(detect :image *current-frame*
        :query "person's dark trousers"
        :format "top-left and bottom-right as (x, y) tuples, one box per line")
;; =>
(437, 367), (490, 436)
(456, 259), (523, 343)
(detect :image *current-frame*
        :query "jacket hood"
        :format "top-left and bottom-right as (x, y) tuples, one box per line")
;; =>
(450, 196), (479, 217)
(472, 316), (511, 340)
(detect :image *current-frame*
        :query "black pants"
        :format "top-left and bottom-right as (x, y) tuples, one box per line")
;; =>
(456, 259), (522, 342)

=-=-=-=-=

TASK TO COMPLETE
Reproduce the records above word for word, with every line unchanged.

THE ANSWER
(detect :image *current-frame*
        :query "person's dark trousers"
        :format "top-left and bottom-right as (x, y) tuples, one box per line")
;; =>
(437, 367), (490, 436)
(456, 259), (523, 343)
(detect :image *current-frame*
        :query "jacket hood"
        :format "top-left and bottom-right as (x, y) tuples, one box per line")
;; =>
(450, 196), (479, 217)
(472, 316), (511, 340)
(detect :image *current-frame*
        :query "black pants"
        :format "top-left and bottom-right as (x, y) tuples, one box per line")
;; =>
(456, 259), (522, 342)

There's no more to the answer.